Position annotation records
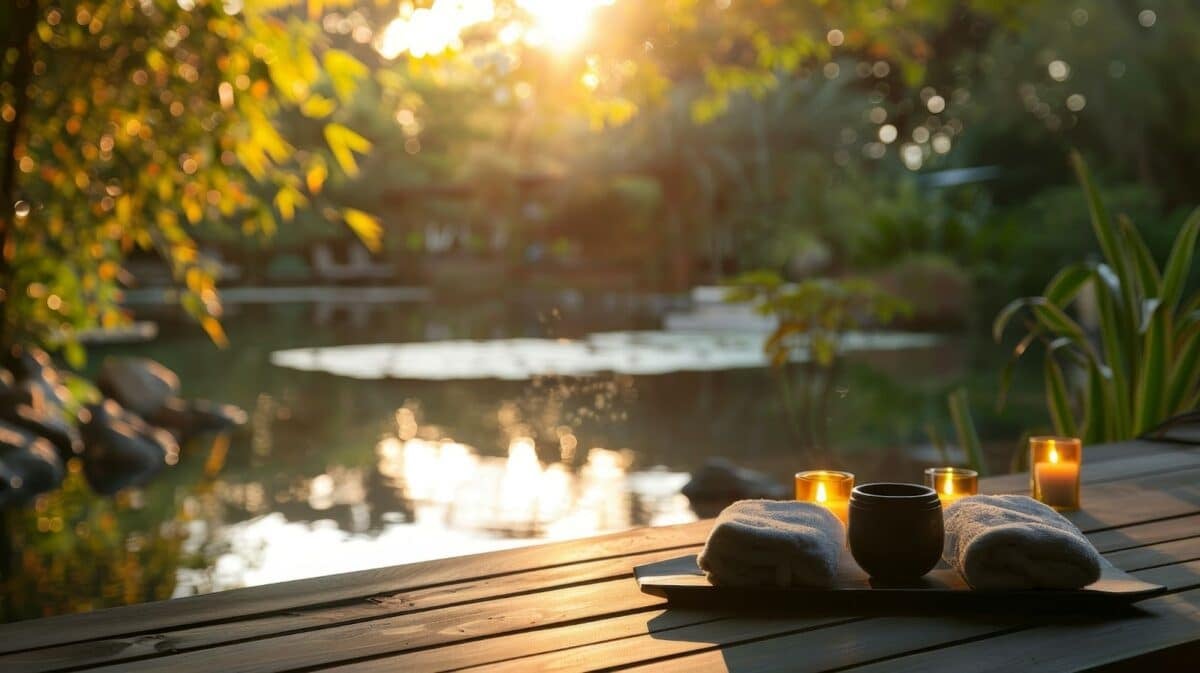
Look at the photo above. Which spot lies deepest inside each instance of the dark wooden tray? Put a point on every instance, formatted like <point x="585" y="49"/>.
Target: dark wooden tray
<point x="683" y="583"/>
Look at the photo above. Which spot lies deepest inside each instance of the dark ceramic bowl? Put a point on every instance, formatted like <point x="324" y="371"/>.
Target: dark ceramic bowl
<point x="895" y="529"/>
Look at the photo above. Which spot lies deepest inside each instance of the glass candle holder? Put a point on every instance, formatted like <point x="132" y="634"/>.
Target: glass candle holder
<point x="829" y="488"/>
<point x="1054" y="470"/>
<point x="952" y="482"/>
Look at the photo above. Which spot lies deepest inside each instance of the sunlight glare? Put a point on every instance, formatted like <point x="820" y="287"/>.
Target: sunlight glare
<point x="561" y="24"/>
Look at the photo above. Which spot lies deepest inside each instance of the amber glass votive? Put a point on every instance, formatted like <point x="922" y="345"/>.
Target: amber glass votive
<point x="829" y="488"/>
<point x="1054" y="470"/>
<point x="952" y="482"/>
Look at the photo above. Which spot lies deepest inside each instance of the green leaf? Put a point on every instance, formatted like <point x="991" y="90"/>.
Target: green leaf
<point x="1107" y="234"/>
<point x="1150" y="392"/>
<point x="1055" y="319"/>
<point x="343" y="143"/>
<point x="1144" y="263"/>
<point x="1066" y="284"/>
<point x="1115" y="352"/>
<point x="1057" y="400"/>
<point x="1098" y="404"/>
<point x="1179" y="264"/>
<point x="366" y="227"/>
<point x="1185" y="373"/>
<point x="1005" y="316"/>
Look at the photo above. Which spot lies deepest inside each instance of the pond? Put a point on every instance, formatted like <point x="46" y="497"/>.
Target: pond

What is required: Leave out the pictures and output every record above precisely as given.

Correct response:
Look at the photo above. Which spot lies deepest inside each instance of the dark wooden tray? Put a point on every instance, formatted like <point x="585" y="49"/>.
Target: dark wooden tray
<point x="683" y="583"/>
Look at the photo above. Which spot lies deepest inside each instance of the dark ceramic bowl? Put a point on every instance, formatted like <point x="324" y="371"/>.
Target: dark ceramic bowl
<point x="895" y="529"/>
Look at the photo above. Which spot lies deepest inside each instance of the glass candle holder? Put a point on every instance, formatted like <point x="132" y="634"/>.
Target: glass candle holder
<point x="829" y="488"/>
<point x="1054" y="470"/>
<point x="952" y="482"/>
Look at the photo above. Which spot lies deepest inside each instance of the sunlight glare? Put a point on every instance, formatted like <point x="820" y="287"/>.
Target: sunlight glare
<point x="561" y="24"/>
Look at the photo above. Which spot lies deepest inside each instance of the amber glass votive? Put a point on every instance, formatted like <point x="922" y="345"/>.
Target: amber glass votive
<point x="829" y="488"/>
<point x="1054" y="470"/>
<point x="952" y="482"/>
Look at the photo above. Which spot lies deepest inside each instance of the green leaf? Put a point on every instance, formatted like <point x="991" y="90"/>.
Target: green leaf
<point x="1107" y="234"/>
<point x="1150" y="392"/>
<point x="1055" y="319"/>
<point x="343" y="143"/>
<point x="1144" y="263"/>
<point x="1066" y="284"/>
<point x="1115" y="352"/>
<point x="1057" y="400"/>
<point x="1098" y="404"/>
<point x="1179" y="264"/>
<point x="366" y="227"/>
<point x="1185" y="373"/>
<point x="1005" y="316"/>
Look at the photo above. Which spot lies deepest inside each instance of the pond? Put a point on every instance, formatted like <point x="46" y="497"/>.
Target: pond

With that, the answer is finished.